» **Exercise materials**

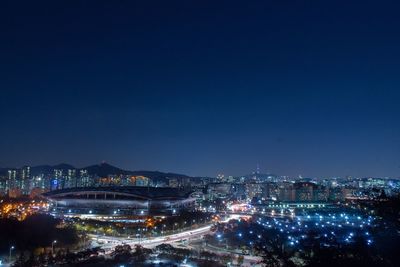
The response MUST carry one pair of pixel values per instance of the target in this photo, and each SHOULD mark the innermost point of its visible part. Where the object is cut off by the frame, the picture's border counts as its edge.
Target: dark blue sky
(198, 87)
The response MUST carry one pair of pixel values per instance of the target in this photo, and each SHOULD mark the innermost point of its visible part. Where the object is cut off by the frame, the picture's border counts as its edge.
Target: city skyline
(202, 89)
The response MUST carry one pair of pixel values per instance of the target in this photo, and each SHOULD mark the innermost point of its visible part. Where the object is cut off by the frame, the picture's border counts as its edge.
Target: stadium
(119, 202)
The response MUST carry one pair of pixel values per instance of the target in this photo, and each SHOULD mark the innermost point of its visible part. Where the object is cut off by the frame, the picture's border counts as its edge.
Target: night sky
(199, 87)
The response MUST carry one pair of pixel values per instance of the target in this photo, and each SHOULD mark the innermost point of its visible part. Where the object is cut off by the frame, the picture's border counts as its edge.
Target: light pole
(52, 247)
(9, 258)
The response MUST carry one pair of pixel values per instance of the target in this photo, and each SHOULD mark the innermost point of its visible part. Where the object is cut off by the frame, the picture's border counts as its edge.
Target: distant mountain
(105, 169)
(36, 170)
(102, 170)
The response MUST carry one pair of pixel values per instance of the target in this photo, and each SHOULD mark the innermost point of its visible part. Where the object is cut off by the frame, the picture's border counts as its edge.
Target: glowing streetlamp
(11, 249)
(52, 246)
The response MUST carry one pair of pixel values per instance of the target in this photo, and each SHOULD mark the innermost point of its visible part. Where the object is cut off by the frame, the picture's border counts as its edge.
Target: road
(109, 242)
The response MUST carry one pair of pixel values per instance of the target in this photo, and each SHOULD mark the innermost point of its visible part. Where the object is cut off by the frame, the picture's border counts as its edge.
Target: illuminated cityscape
(199, 133)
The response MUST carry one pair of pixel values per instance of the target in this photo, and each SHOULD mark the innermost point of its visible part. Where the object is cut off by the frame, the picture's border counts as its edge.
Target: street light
(52, 247)
(11, 249)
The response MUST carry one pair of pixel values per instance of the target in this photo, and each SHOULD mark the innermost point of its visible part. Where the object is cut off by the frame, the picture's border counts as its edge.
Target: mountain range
(102, 170)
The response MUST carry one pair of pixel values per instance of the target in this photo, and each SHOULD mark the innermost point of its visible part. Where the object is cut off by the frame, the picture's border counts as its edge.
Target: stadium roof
(135, 191)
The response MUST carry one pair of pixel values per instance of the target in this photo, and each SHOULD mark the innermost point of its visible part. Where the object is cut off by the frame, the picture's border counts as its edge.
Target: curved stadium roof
(134, 191)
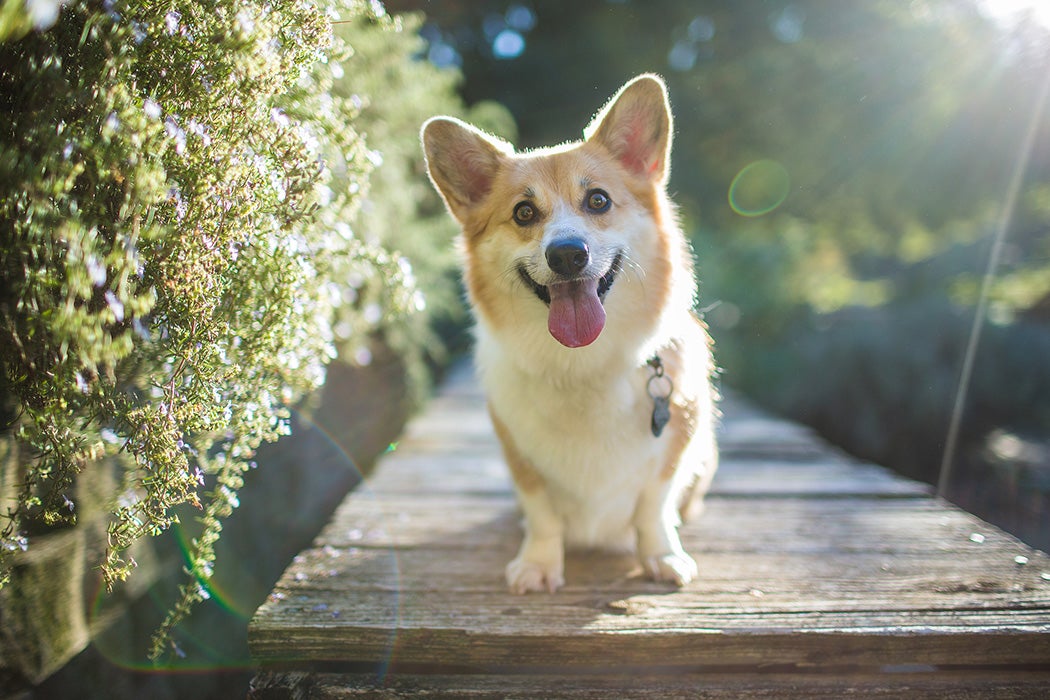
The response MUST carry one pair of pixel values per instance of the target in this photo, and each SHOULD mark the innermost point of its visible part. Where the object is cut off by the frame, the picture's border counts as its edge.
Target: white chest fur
(588, 438)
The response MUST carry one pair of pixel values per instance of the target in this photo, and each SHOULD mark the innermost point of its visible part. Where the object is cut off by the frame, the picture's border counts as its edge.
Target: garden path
(819, 575)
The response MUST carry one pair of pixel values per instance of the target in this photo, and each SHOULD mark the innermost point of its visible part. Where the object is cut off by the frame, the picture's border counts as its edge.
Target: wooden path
(819, 576)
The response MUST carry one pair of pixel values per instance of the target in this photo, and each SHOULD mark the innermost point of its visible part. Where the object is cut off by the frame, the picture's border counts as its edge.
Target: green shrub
(175, 186)
(397, 92)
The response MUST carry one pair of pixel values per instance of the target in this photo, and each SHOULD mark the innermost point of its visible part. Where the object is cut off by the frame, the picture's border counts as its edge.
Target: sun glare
(1011, 12)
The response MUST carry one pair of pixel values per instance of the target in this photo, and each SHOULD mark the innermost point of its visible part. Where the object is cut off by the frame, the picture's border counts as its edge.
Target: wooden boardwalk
(819, 576)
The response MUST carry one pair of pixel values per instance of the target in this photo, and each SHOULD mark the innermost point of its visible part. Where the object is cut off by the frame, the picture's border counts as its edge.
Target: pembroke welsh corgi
(597, 373)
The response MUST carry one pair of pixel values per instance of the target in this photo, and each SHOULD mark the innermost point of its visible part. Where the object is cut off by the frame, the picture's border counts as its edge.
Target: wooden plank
(809, 559)
(912, 682)
(853, 576)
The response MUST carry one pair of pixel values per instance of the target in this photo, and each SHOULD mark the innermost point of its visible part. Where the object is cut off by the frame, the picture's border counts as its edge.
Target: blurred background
(863, 183)
(843, 170)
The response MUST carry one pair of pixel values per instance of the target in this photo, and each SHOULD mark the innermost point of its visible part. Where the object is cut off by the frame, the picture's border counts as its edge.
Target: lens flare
(212, 638)
(759, 188)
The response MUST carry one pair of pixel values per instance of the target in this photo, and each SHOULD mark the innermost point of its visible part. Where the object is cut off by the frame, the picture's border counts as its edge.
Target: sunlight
(1011, 12)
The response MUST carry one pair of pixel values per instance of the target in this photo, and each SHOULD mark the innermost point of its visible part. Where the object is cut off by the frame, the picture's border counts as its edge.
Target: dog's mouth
(576, 311)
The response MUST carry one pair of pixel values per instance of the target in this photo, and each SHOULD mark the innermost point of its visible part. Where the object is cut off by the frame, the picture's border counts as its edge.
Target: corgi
(596, 372)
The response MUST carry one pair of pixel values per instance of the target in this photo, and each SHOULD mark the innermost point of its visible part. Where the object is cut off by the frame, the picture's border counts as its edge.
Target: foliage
(396, 92)
(176, 179)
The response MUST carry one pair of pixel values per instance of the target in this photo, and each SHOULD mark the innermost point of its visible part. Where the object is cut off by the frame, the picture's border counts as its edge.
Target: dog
(596, 370)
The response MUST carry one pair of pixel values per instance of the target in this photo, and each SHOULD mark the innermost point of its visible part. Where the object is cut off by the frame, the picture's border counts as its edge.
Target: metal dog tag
(662, 414)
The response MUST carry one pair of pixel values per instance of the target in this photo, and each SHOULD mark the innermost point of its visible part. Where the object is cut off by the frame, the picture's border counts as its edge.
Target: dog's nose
(568, 257)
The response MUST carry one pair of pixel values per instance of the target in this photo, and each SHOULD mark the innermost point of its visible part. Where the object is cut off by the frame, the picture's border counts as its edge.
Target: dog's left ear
(635, 127)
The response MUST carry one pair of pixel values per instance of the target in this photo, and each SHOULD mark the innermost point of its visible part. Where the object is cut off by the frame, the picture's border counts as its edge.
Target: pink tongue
(576, 315)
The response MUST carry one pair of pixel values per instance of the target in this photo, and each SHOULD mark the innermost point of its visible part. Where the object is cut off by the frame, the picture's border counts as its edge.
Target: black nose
(568, 257)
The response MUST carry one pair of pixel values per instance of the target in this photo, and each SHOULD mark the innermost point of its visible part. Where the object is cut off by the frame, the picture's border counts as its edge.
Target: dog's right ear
(462, 162)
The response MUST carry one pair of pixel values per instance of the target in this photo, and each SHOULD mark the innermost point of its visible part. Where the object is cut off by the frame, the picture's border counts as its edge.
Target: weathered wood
(905, 682)
(809, 560)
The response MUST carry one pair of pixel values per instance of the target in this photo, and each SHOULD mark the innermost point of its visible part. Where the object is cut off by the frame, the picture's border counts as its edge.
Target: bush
(403, 214)
(175, 185)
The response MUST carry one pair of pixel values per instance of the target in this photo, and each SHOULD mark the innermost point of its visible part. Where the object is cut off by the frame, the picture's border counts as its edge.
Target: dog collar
(659, 388)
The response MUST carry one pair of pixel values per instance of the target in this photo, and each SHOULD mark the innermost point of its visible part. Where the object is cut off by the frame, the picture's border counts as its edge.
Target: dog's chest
(586, 439)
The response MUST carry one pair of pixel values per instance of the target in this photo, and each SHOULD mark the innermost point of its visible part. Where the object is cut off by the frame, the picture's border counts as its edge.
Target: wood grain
(809, 560)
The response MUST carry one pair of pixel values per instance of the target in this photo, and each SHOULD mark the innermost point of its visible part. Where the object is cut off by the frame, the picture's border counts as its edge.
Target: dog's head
(557, 227)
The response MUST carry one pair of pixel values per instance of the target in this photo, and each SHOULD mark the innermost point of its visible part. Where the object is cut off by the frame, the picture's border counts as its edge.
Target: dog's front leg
(659, 547)
(540, 565)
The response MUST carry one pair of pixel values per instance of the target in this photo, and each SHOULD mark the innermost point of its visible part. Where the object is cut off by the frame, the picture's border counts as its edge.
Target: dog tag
(662, 414)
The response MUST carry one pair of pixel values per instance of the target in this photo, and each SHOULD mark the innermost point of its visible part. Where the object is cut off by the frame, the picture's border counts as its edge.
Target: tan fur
(571, 408)
(525, 475)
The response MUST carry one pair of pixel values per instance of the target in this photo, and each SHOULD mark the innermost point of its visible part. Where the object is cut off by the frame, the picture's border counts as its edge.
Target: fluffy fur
(579, 275)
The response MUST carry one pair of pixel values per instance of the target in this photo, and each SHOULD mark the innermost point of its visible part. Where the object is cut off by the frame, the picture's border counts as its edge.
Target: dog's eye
(597, 202)
(524, 213)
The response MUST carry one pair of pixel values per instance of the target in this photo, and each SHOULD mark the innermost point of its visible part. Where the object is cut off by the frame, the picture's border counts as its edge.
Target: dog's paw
(524, 575)
(674, 568)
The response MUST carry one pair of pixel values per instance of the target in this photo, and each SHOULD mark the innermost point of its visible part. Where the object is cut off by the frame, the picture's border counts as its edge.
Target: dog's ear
(462, 162)
(635, 127)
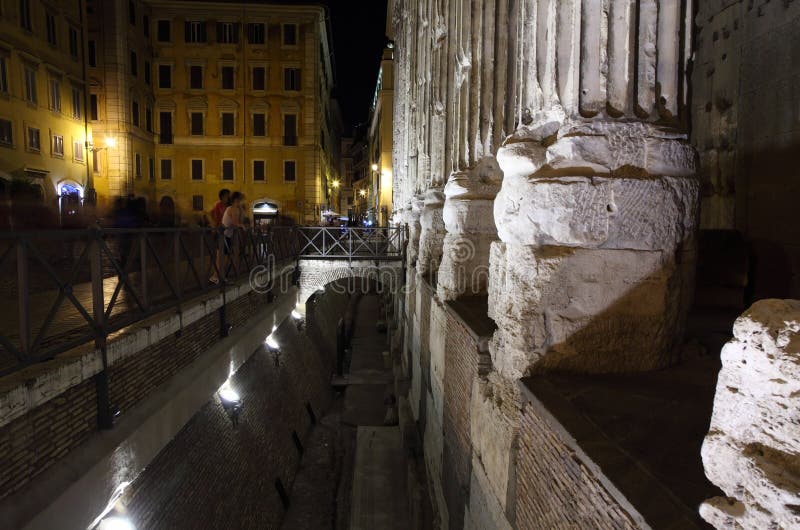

» **Brief**
Nothing but the lines from the line containing "Target: dog's paw" through the last line of the listing above should appear, output exactly, with no pictures.

» **Solution**
Target: dog's paw
(524, 575)
(674, 568)
The response MUST carry one pair of pixel values per instance of the target in this photo, and each SHOULD mark the innermost point of its visible part. Where the object is cut off by the frame, the picture's border counts as its edge.
Target: dog's ear
(462, 162)
(635, 127)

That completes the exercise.